> Material supplied:

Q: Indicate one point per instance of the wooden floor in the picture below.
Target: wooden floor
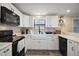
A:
(43, 53)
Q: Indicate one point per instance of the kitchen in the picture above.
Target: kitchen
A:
(39, 29)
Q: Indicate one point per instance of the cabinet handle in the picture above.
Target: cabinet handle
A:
(72, 48)
(12, 9)
(6, 50)
(70, 42)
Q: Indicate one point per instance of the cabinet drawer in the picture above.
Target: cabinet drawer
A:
(7, 51)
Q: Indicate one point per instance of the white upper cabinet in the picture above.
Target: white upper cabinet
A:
(31, 20)
(51, 21)
(25, 21)
(7, 5)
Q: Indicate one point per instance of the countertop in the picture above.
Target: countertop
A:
(17, 38)
(4, 45)
(71, 37)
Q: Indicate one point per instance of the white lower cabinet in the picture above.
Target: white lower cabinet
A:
(42, 44)
(71, 48)
(77, 49)
(52, 44)
(7, 51)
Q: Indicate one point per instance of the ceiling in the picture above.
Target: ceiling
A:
(48, 8)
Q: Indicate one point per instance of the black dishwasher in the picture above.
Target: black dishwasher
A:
(63, 45)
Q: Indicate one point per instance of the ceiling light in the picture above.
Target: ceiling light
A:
(68, 11)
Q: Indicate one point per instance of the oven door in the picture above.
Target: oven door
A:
(21, 45)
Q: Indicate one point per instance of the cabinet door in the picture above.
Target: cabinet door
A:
(71, 48)
(35, 44)
(51, 44)
(7, 51)
(77, 49)
(43, 44)
(51, 21)
(25, 20)
(7, 5)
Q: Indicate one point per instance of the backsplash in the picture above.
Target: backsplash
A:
(16, 30)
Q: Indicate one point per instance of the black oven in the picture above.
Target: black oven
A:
(8, 17)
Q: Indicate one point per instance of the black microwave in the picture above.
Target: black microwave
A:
(8, 17)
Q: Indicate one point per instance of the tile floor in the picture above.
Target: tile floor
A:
(43, 53)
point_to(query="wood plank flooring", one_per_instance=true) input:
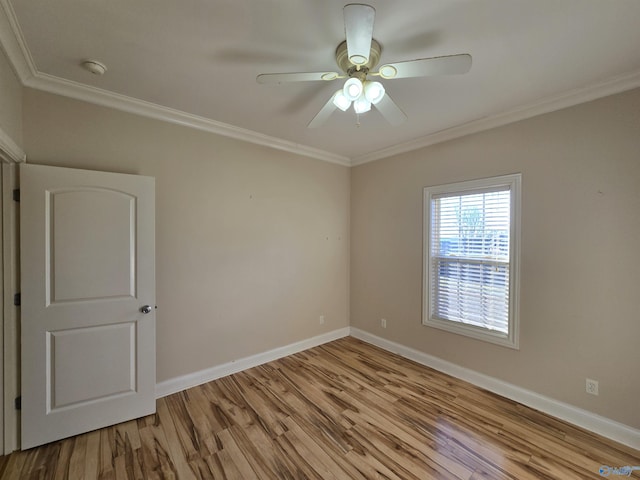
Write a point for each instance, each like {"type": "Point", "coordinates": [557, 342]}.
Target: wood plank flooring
{"type": "Point", "coordinates": [344, 410]}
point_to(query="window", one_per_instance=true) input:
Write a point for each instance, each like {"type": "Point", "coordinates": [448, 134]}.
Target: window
{"type": "Point", "coordinates": [471, 244]}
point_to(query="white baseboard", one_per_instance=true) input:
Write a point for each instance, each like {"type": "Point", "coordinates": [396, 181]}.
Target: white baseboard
{"type": "Point", "coordinates": [183, 382]}
{"type": "Point", "coordinates": [595, 423]}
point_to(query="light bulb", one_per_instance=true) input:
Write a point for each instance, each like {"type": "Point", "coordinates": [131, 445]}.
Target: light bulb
{"type": "Point", "coordinates": [362, 105]}
{"type": "Point", "coordinates": [352, 88]}
{"type": "Point", "coordinates": [373, 91]}
{"type": "Point", "coordinates": [340, 101]}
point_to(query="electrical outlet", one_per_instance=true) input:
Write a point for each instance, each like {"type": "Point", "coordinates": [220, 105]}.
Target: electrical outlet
{"type": "Point", "coordinates": [592, 387]}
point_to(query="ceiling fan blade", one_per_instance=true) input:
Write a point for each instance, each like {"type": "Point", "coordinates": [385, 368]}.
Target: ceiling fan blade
{"type": "Point", "coordinates": [323, 115]}
{"type": "Point", "coordinates": [390, 111]}
{"type": "Point", "coordinates": [297, 77]}
{"type": "Point", "coordinates": [424, 67]}
{"type": "Point", "coordinates": [358, 28]}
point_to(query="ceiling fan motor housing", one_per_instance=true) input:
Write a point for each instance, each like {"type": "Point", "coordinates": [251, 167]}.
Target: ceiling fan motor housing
{"type": "Point", "coordinates": [342, 59]}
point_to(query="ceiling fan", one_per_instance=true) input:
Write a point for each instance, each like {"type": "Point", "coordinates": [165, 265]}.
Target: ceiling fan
{"type": "Point", "coordinates": [357, 58]}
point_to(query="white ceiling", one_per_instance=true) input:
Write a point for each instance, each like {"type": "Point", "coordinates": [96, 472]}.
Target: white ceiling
{"type": "Point", "coordinates": [195, 62]}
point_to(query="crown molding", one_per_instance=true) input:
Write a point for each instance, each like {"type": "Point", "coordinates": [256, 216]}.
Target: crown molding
{"type": "Point", "coordinates": [13, 43]}
{"type": "Point", "coordinates": [78, 91]}
{"type": "Point", "coordinates": [611, 86]}
{"type": "Point", "coordinates": [10, 152]}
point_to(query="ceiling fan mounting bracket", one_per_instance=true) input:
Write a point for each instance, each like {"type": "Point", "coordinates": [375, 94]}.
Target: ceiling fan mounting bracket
{"type": "Point", "coordinates": [342, 59]}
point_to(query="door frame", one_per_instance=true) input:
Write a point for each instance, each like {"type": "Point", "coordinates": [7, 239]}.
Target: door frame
{"type": "Point", "coordinates": [10, 156]}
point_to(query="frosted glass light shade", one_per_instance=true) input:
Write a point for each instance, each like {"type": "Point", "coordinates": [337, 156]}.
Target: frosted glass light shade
{"type": "Point", "coordinates": [340, 101]}
{"type": "Point", "coordinates": [373, 91]}
{"type": "Point", "coordinates": [362, 105]}
{"type": "Point", "coordinates": [352, 88]}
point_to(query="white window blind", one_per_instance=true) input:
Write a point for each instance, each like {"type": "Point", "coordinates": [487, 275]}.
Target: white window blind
{"type": "Point", "coordinates": [469, 253]}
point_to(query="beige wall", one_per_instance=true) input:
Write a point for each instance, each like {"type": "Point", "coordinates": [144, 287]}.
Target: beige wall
{"type": "Point", "coordinates": [10, 101]}
{"type": "Point", "coordinates": [580, 276]}
{"type": "Point", "coordinates": [252, 243]}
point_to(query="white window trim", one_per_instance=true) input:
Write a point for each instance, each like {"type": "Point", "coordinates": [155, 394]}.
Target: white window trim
{"type": "Point", "coordinates": [511, 339]}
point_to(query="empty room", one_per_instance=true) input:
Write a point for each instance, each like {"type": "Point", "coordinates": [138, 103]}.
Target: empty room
{"type": "Point", "coordinates": [316, 239]}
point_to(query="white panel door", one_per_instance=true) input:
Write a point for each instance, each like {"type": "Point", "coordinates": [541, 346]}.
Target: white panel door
{"type": "Point", "coordinates": [87, 277]}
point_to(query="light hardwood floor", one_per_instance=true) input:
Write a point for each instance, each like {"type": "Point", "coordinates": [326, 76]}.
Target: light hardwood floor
{"type": "Point", "coordinates": [344, 410]}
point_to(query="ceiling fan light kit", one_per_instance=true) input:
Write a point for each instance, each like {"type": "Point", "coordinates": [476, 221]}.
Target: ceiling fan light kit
{"type": "Point", "coordinates": [341, 101]}
{"type": "Point", "coordinates": [353, 88]}
{"type": "Point", "coordinates": [357, 57]}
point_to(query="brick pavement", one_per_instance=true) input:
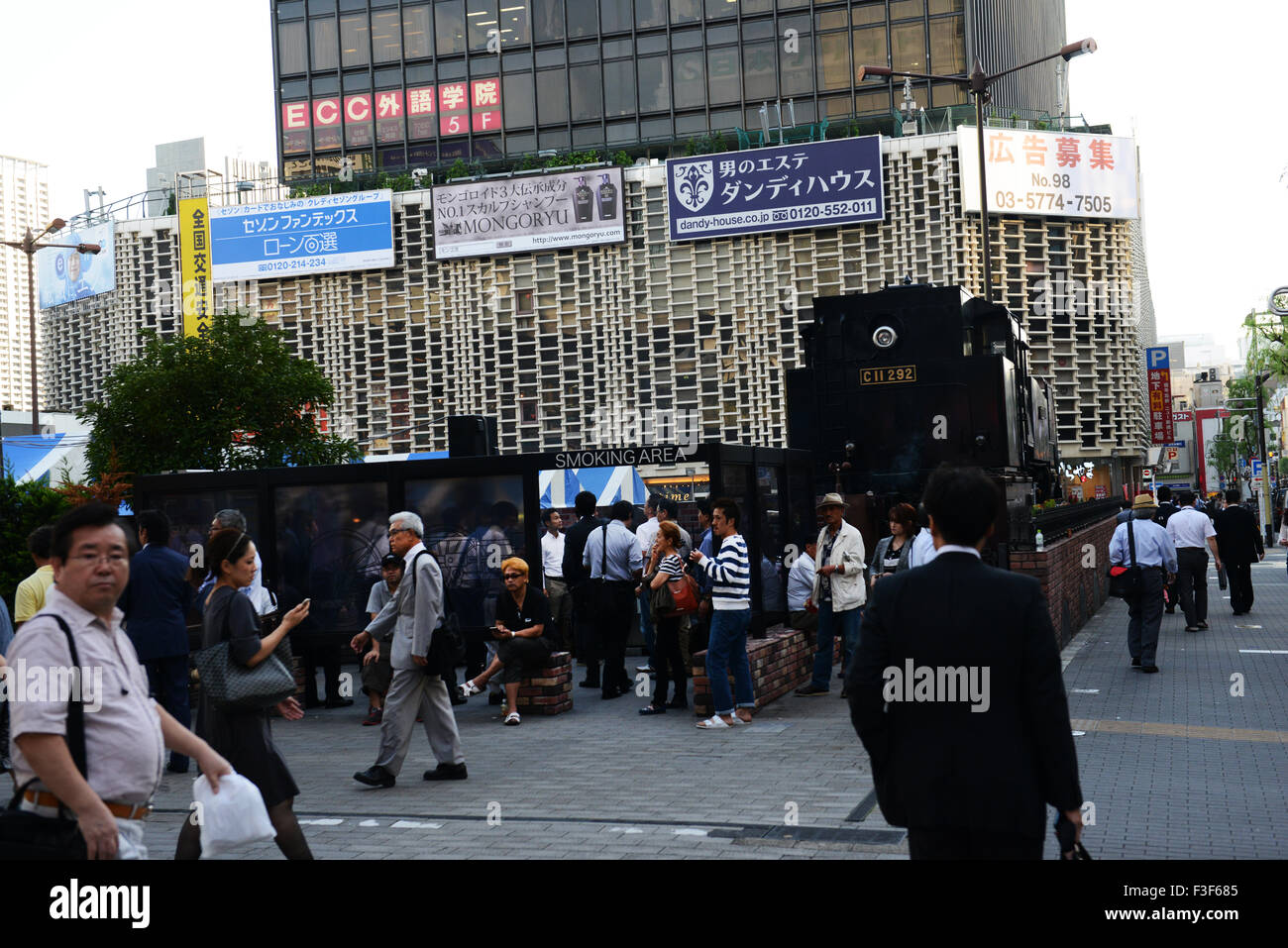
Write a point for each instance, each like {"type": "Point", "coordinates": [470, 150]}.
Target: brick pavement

> Exercise details: Write out the material above again, word for word, minus its pictures.

> Output of the exercise:
Q: Indicate one point per instance of the wooden floor in the picture below.
Target: wooden floor
A:
(43, 53)
Q: Indicate one point per instance of the kitchen in the picture above.
Target: kitchen
A:
(39, 29)
Q: Indicate one point per instance of the cabinet handle in the picture above.
Target: cabinet handle
A:
(72, 48)
(12, 9)
(6, 50)
(70, 42)
Q: Indicate one point per instance of the cabinet drawer in the picture above.
Target: cabinet drawer
A:
(7, 51)
Q: Indicate one point per instance of the white upper cabinet in the picture above.
Target: white upper cabinet
A:
(31, 20)
(51, 21)
(25, 21)
(7, 5)
Q: Indicate one point per instance of the countertop in the picture above.
Target: countertop
A:
(17, 38)
(4, 45)
(71, 37)
Q: Indicate one point per instance of the white lower cabinet in the picture above.
Target: white lower cabinet
A:
(42, 44)
(71, 48)
(77, 49)
(52, 44)
(7, 51)
Q: Indicate one point per instance of the ceiling in the picture above.
Target: ceiling
A:
(48, 8)
Q: Indicate one point per instance of the black dishwasher in the picture above.
Target: black dishwasher
A:
(63, 45)
Q: Indicate one point per instance of the ceiling light in the picture above.
Target: ceiling light
A:
(68, 11)
Q: Indicate one point per instance of the oven door in the picture above.
Target: oven door
A:
(21, 45)
Q: Indicate one point per instance of the cabinet door in the picture above.
Target: cabinet door
A:
(71, 48)
(35, 44)
(51, 44)
(7, 51)
(77, 49)
(43, 44)
(51, 21)
(25, 20)
(7, 5)
Q: Indicate one point per instance of the backsplash in the picture above.
Target: backsplash
A:
(16, 30)
Q: Indicate one point per instance of the black oven in the picture above.
Target: black oven
A:
(8, 17)
Q: Indicate one point per instance of the black microwave in the picture above.
Target: black microwave
A:
(8, 17)
Q: Indicate one point per instance of the tile floor in the picture above.
Target: tile floor
A:
(43, 53)
point_to(query="wood plank flooring", one_per_instance=true) input:
Write a point for each instance, each like {"type": "Point", "coordinates": [557, 342]}.
Target: wood plank flooring
{"type": "Point", "coordinates": [344, 410]}
point_to(query="window", one_per_instance=true) input:
Write a point for each instance, each like {"type": "Point", "coordinates": [448, 134]}.
Target: window
{"type": "Point", "coordinates": [471, 244]}
point_to(query="white baseboard", one_per_instance=true) input:
Write a point for each instance, each like {"type": "Point", "coordinates": [396, 181]}.
Target: white baseboard
{"type": "Point", "coordinates": [183, 382]}
{"type": "Point", "coordinates": [595, 423]}
point_to(query="light bulb", one_per_instance=true) input:
Write a point for each instance, each like {"type": "Point", "coordinates": [131, 445]}.
Target: light bulb
{"type": "Point", "coordinates": [362, 105]}
{"type": "Point", "coordinates": [352, 88]}
{"type": "Point", "coordinates": [373, 91]}
{"type": "Point", "coordinates": [340, 101]}
point_to(query="electrical outlet", one_per_instance=true) input:
Write a point for each instance, each like {"type": "Point", "coordinates": [220, 105]}.
Target: electrical outlet
{"type": "Point", "coordinates": [592, 387]}
point_to(query="ceiling fan blade", one_per_instance=true) input:
Write a point for each instance, each like {"type": "Point", "coordinates": [385, 368]}.
Target: ceiling fan blade
{"type": "Point", "coordinates": [323, 115]}
{"type": "Point", "coordinates": [390, 111]}
{"type": "Point", "coordinates": [297, 77]}
{"type": "Point", "coordinates": [424, 67]}
{"type": "Point", "coordinates": [358, 28]}
point_to(query="ceiling fan motor housing", one_per_instance=true) input:
Write a point for each instance, each like {"type": "Point", "coordinates": [251, 167]}.
Target: ceiling fan motor housing
{"type": "Point", "coordinates": [342, 59]}
point_to(query="ceiling fan", one_per_instance=true) input:
Write a point for each instance, each like {"type": "Point", "coordinates": [165, 265]}.
Target: ceiling fan
{"type": "Point", "coordinates": [357, 58]}
point_to(query="white ceiling", one_per_instance=true) input:
Write a point for each instance, each like {"type": "Point", "coordinates": [96, 472]}.
Target: white ceiling
{"type": "Point", "coordinates": [195, 62]}
point_to(query="crown molding", one_per_instance=true) input:
Write a point for each instance, each like {"type": "Point", "coordinates": [256, 216]}.
Target: crown molding
{"type": "Point", "coordinates": [13, 43]}
{"type": "Point", "coordinates": [78, 91]}
{"type": "Point", "coordinates": [611, 86]}
{"type": "Point", "coordinates": [10, 152]}
point_to(query="ceiling fan mounting bracket", one_per_instance=true) input:
Write a point for each instance, each like {"type": "Point", "coordinates": [375, 94]}.
Target: ceiling fan mounting bracket
{"type": "Point", "coordinates": [342, 59]}
point_to(query="door frame", one_per_instance=true) input:
Write a point for each instance, each like {"type": "Point", "coordinates": [7, 239]}.
Target: door frame
{"type": "Point", "coordinates": [10, 156]}
point_to(query="frosted glass light shade", one_per_instance=true) input:
Write a point for each instance, each like {"type": "Point", "coordinates": [337, 156]}.
Target: frosted glass light shade
{"type": "Point", "coordinates": [340, 101]}
{"type": "Point", "coordinates": [373, 91]}
{"type": "Point", "coordinates": [362, 105]}
{"type": "Point", "coordinates": [352, 88]}
point_to(query="white window blind", one_per_instance=true) input:
Write a point for each instance, each like {"type": "Point", "coordinates": [487, 275]}.
Target: white window blind
{"type": "Point", "coordinates": [469, 253]}
point_to(query="beige wall", one_per_instance=true) input:
Write a point for each instance, each like {"type": "Point", "coordinates": [144, 287]}.
Target: beige wall
{"type": "Point", "coordinates": [10, 101]}
{"type": "Point", "coordinates": [580, 276]}
{"type": "Point", "coordinates": [252, 243]}
point_to(query="white window trim", one_per_instance=true) input:
Write a point for each instance, each like {"type": "Point", "coordinates": [155, 394]}.
Target: white window trim
{"type": "Point", "coordinates": [511, 339]}
point_to(query="empty room", one_per_instance=true) input:
Write a point for each instance, each like {"type": "Point", "coordinates": [138, 103]}.
Target: empty room
{"type": "Point", "coordinates": [316, 239]}
point_to(query="white panel door", one_per_instance=true) input:
Write a point for each instance, each like {"type": "Point", "coordinates": [541, 346]}.
Target: white panel door
{"type": "Point", "coordinates": [87, 277]}
point_to(query="light hardwood floor", one_per_instance=true) input:
Write a point for each instance, each like {"type": "Point", "coordinates": [326, 76]}.
Target: light hardwood floor
{"type": "Point", "coordinates": [344, 410]}
point_to(query="ceiling fan light kit", one_per_instance=true) input:
Write a point for each instance, each like {"type": "Point", "coordinates": [476, 221]}.
Target: ceiling fan light kit
{"type": "Point", "coordinates": [341, 101]}
{"type": "Point", "coordinates": [353, 88]}
{"type": "Point", "coordinates": [357, 57]}
point_to(query="brick pavement", one_per_instance=true) input:
Write a point for each instance, each like {"type": "Point", "coordinates": [470, 150]}.
Target: brick pavement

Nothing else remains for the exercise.